■ Exercise aim: Repeat every entry in the listing below, exactly.
* start Data entries *
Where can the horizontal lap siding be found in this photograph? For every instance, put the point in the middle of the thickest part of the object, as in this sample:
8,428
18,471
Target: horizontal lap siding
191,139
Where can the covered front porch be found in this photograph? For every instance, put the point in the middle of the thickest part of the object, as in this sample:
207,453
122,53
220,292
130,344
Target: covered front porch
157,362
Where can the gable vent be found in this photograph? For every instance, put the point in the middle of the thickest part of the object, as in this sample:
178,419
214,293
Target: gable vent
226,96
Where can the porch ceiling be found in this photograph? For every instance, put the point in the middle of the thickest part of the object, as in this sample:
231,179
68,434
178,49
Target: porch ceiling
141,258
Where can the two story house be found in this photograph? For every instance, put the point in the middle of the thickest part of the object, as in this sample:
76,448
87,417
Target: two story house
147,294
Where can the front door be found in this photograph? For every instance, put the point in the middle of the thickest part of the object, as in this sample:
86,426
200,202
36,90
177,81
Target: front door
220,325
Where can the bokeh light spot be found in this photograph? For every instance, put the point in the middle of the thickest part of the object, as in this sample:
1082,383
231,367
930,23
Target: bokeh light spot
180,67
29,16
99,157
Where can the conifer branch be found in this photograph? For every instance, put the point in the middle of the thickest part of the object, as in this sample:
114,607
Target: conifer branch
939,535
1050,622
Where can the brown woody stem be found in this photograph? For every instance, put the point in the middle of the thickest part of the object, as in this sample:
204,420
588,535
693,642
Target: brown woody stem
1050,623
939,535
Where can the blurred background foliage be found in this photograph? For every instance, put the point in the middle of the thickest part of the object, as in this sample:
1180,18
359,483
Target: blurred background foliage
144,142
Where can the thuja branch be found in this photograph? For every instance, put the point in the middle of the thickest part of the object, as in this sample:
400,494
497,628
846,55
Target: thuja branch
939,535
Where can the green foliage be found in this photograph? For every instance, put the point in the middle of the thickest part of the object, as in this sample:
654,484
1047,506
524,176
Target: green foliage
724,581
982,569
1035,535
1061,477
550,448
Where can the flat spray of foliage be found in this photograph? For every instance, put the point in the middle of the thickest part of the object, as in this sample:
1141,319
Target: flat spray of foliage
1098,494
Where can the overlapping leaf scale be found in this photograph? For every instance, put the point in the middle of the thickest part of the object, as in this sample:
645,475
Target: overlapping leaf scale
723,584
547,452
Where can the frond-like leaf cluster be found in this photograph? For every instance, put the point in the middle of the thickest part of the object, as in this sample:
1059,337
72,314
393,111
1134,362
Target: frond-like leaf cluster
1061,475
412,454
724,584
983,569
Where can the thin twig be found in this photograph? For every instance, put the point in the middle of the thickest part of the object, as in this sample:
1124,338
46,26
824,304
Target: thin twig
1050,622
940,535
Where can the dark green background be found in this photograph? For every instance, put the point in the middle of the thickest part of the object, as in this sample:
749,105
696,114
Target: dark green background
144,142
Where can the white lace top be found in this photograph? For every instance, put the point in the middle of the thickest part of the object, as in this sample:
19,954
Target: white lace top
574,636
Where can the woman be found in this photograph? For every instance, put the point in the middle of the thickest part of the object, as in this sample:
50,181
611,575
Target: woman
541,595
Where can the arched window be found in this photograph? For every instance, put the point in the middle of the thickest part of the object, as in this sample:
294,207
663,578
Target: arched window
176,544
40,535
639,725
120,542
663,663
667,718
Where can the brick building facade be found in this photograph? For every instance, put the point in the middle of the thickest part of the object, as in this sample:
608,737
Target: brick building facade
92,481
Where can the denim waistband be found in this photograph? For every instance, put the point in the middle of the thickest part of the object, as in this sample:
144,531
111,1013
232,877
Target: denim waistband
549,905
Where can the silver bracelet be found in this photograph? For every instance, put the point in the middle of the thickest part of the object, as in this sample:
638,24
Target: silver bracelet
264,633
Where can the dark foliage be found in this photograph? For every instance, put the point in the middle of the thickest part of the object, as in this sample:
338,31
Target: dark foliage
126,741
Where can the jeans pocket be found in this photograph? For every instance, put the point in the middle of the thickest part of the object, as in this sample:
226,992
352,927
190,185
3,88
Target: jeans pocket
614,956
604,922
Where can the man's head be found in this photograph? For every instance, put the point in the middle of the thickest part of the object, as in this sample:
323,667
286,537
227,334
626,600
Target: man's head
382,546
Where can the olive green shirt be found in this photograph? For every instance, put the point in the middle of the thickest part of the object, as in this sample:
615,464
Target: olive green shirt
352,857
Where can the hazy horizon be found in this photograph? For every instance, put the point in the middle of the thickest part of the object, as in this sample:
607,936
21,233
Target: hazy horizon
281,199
* end Data entries *
■ Answer to the exercise:
Where can the horizontal lap siding be found in this photograph? For every instance, put the point in the middle of the thickest part of the object, as in this sample:
8,428
18,471
Target: horizontal lap siding
191,139
Where can the covered front porch be found in this photograph? For every instance, put the point in the middle of the thickest part of the object, as in this sample:
207,453
122,53
220,292
130,344
Target: covered front porch
157,362
Where can the gable vent be found in this photograph? For every instance, put the point in the middle of the thickest part of the object, as in this sample:
178,419
214,293
Target: gable vent
226,96
Where can the porch ceiling be found in this photograph? For every instance, put the point in the middle of the thickest part of the object, as in this sample:
231,179
68,434
178,49
Target: porch ceiling
141,258
Where can the two story house be found in this photograph? For every instance, put the point in the middle of the thickest part of the object, as in this sample:
76,448
87,417
Target: two story house
147,294
Where can the front door be found in this photograph? For every instance, put the point in the middle of the thickest part of the object, as in this sample:
86,426
200,202
36,90
177,81
Target: front door
220,325
Where can the bokeh light spot be found in this photograph? For every instance, put the point in the middle of the thickest part of the object, as in this sample:
1082,383
231,367
930,23
Target: bokeh light spot
180,67
29,16
99,157
Where can the conifer branch be found in this photograph? For every instance, put the point in the middle of the thickest part of the object, as in this sample:
114,607
Target: conifer branch
939,535
1050,622
Where can the brown woody stem be found in this photograph? For every instance, put the point in the middle of the thickest part of the object, as in this sample:
204,420
588,535
693,642
Target: brown woody stem
1050,623
939,535
Where can the blurred background foliage be found in this photograph? For every instance, put the point in the middle of the thickest part of the object, as in this sample:
1180,18
359,483
Target: blurred background foliage
144,142
Where can the thuja branch be found in this photograph? For every instance, put the point in the middle of the thickest part of the object, as in this sample:
400,494
497,628
846,55
Target: thuja branch
939,535
Where can the green foliage be found in this photograph? For every instance, put the point in the middle of the thickest part of the object, as in this sample:
654,484
1047,506
524,176
Target: green foliage
724,581
982,569
1035,535
1061,477
550,448
Where can the flat spray of foliage be found in this photograph? For every instance, put the point in the middle of the thickest part of the object, as in this sample:
1141,319
Target: flat spray of foliage
1098,494
Where can the overlapping leaf scale be found in this photograph? For every instance, put the point in the middle of the thickest part of the object, as in this sample:
645,475
Target: overlapping leaf scale
723,584
547,452
Where can the frond-like leaf cluster be found in this photograph? For every instance, put the point in the middle of the thickest part of the object, as in this sample:
1059,337
72,314
393,111
1134,362
Target: frond-like leaf cluster
1061,475
412,454
724,584
983,569
Where can the thin twig be found in this photograph? For every instance, put the point in the middle of the thickest part of the object, as in this sample:
1124,338
46,26
824,304
Target: thin twig
1050,622
940,535
Where can the dark green background be found in this photograph? For every instance, put the point in the middle of the thickest part of the object, as in this sample:
749,105
696,114
Target: dark green background
144,142
Where can the white lace top be found in this photograph? For every instance, put the point in the middle of the thickest part of the object, as in this sample:
19,954
Target: white lace top
574,636
Where can the woman be found in this photograph? For every instance, put the point in the middle of the thickest part of the object, as in this sample:
50,181
611,575
Target: woman
541,595
Where can the arched window be found in this photograph? For every instance, put the point in the middle of the thickest part of the object, as in this sample:
294,207
663,578
Target: arched window
176,544
40,535
639,725
120,542
663,663
667,718
Where can the brick building facade be found in this photograph? For every instance, put the point in the middle of the thickest part of the object, as in this sample:
608,737
Target: brick building facade
92,481
Where can the denim waistband be found in this photograph? For every instance, put the point in the middle of the thickest part of the object, as in this sample:
144,531
111,1013
232,877
Target: denim waistband
549,905
Where can the silver bracelet be found in this photograph? For every instance, put the point in the middle of the thickest part of the object, as in this sample:
638,24
Target: silver bracelet
264,633
Where can the dark foliage be found in this photograph? For every instance, put the point in the middle of the thickest part of the object, as in this sample:
338,31
Target: dark foliage
126,741
Where can the jeans pocket be found in this photograph? For every instance, put the point in the middle of the thickest part of the object, as in this sample:
226,992
352,927
190,185
3,88
Target: jeans pocket
614,956
604,922
Where can the man's head be found in this photograph? For every instance, put the point in the middle of the thickest part of the object, as in this sample:
323,667
286,537
227,334
626,600
Target: man's head
382,546
Where can the olive green shirt be found in this photograph? For every instance, put the point in the middle of the thickest part of the object, as in this sample:
615,464
Target: olive green shirt
352,857
Where can the hazy horizon be found in this photograph? For every instance, put the point in the middle of the thickest part of the object, as in this sample:
607,936
21,233
Target: hazy horizon
281,199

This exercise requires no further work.